Information given: Begin

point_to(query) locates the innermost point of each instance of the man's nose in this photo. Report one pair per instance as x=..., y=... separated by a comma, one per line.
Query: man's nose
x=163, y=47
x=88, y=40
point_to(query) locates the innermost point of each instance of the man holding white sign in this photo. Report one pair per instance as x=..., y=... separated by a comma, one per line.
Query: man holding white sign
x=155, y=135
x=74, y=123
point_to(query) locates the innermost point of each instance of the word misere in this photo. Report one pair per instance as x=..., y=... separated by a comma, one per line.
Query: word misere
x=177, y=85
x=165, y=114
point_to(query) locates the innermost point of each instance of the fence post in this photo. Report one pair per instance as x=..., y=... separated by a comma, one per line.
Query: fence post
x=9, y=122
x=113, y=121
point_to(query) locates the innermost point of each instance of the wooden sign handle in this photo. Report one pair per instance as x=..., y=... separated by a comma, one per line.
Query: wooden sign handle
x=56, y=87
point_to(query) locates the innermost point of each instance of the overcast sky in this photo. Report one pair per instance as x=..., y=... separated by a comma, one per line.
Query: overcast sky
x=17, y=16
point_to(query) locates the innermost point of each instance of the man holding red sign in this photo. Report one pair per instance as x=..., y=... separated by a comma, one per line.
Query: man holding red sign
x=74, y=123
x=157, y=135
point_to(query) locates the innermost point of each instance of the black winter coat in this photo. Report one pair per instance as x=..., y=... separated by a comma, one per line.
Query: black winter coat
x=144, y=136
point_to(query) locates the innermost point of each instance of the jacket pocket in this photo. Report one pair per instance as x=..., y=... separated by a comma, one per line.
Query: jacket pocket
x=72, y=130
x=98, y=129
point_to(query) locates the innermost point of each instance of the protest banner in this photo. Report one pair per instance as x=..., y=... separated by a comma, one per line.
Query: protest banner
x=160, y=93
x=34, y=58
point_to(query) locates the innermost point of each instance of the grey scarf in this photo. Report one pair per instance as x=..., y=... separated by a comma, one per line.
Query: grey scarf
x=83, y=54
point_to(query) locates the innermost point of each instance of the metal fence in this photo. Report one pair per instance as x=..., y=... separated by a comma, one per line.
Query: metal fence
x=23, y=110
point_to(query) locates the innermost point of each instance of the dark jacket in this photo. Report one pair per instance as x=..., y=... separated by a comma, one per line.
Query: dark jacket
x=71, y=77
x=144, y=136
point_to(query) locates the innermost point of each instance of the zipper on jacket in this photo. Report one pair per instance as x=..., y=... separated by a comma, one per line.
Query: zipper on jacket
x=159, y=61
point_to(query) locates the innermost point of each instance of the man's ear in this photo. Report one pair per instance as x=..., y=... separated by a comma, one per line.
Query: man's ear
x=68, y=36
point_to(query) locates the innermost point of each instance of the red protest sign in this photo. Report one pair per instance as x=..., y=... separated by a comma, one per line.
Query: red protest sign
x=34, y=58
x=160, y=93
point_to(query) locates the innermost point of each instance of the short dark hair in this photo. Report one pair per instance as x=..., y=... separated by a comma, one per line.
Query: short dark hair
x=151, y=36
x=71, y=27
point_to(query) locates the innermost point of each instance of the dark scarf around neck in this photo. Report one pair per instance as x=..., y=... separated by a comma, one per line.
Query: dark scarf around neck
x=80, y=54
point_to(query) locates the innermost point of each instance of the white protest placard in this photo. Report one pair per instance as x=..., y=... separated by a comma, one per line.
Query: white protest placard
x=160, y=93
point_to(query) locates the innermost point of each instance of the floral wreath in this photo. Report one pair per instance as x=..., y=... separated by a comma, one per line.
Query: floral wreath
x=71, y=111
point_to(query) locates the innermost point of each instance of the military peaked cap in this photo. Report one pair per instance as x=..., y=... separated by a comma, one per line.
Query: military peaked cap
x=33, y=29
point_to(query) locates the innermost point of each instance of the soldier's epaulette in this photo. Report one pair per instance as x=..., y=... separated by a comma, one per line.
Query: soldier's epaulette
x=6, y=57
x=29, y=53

Information given: End

* [About this exercise]: Every record above must be repeated word for word.

* [Answer section]:
point_to(query) locates the innermost point of each instance of the man's nose in this photo. Report one pair per instance as x=..., y=... separated by a comma, one per line.
Query: man's nose
x=163, y=47
x=88, y=40
point_to(query) locates the innermost point of each instance of the man holding white sign in this photo. Report one pair per instance as x=..., y=... separated by a comma, one per line.
Query: man holding white sign
x=155, y=135
x=74, y=123
point_to(query) locates the innermost point of each instance of the word misere in this photo. Report one pair per instance as x=..., y=... separated by a comma, one per line.
Query: word misere
x=177, y=85
x=165, y=114
point_to(query) locates the innermost point of each instance of the fence post in this photo. Report one pair per instance as x=..., y=... separated by a comma, one per line.
Query: fence post
x=9, y=122
x=113, y=121
point_to(query) locates the innermost point of each instance of the wooden sign handle in this photo. Report one pair per instance as x=..., y=... separated by a comma, one per line.
Query: wooden sign handle
x=56, y=87
point_to(query) locates the innermost point of each instance of the overcast sky in this photo. Report one pair per instance as x=..., y=... separated by a comma, one per line.
Query: overcast sky
x=17, y=16
point_to(query) locates the innermost point of each instance of the man holding red sign in this photo. Report one pair per instance as x=..., y=... separated by a comma, one per line.
Query: man holding red sign
x=74, y=123
x=157, y=135
point_to(query) locates the innermost point of each instance of the black winter coat in this photo. Report one pair per instance as x=..., y=... separated by a comma, one per line.
Query: black winter coat
x=144, y=136
point_to(query) locates the innermost point of each instance of the jacket pocket in this photo. Report one pair per instance as x=..., y=... separated by a comma, one per line.
Query: jacket pocket
x=72, y=130
x=98, y=129
point_to(query) locates the innermost point of each instance of the protest banner in this photo. Report one pair per instance as x=..., y=... separated by a comma, one per line.
Query: protest banner
x=160, y=93
x=34, y=58
point_to(query) locates the innermost point of each instance of the grey scarf in this photo. Report one pair per instance as x=..., y=... separated by a comma, one per line.
Query: grey scarf
x=83, y=54
point_to(query) locates the innermost point of each instance of the metal fence in this photo. Report one pair per instance as x=..., y=... separated by a comma, one per line.
Query: metal fence
x=23, y=110
point_to(query) locates the innermost point of each instance of the dark jacket in this photo. Report one pair per instance as x=..., y=... separated by a comma, one per line.
Query: dark jacket
x=71, y=77
x=144, y=136
point_to(query) locates the innermost point of each instance of the zipper on jacket in this photo. Report one pair per instance as x=..., y=... separated by a comma, one per line.
Query: zipper on jacket
x=159, y=61
point_to(query) locates the innermost point of each instance of the man's ear in this photo. Report one pair per instance as x=..., y=... separated by a comma, one per line.
Query: man's ear
x=68, y=36
point_to(query) locates the innermost point of each instance of the red protest sign in this photo. Report one pair per instance as x=..., y=... separated by a comma, one per line.
Query: red protest sign
x=34, y=58
x=160, y=93
point_to(query) locates the innermost point of each instance of the short dark hair in this photo. Report one pair per instance as x=..., y=... separated by a comma, one per line.
Query: short dark hair
x=151, y=36
x=71, y=27
point_to(query) locates the innermost point of each instance of the dark scarf around neck in this photo. Report one pair per instance as x=..., y=... separated by a comma, one per line.
Query: dark scarf around neck
x=80, y=54
point_to(query) locates the innermost point of each instance of the white protest placard in this photo. Report one pair per instance as x=..., y=... separated by a comma, one per line.
Query: white protest placard
x=160, y=93
point_to(query) locates the innermost point of each instance of the floral wreath in this photo. Report one pair per instance as x=..., y=... separated by a comma, one per line.
Query: floral wreath
x=71, y=111
point_to(query) locates the innermost point of each instance of the military peaked cap in this photo. Report one pair per instance as x=..., y=... separated by a comma, one per line.
Query: military peaked cap
x=33, y=29
point_to(query) locates the innermost point of each instance of the soldier's epaulette in this photo. Report one pair per instance as x=..., y=... separated by a comma, one per line.
Query: soldier's epaulette
x=6, y=57
x=29, y=53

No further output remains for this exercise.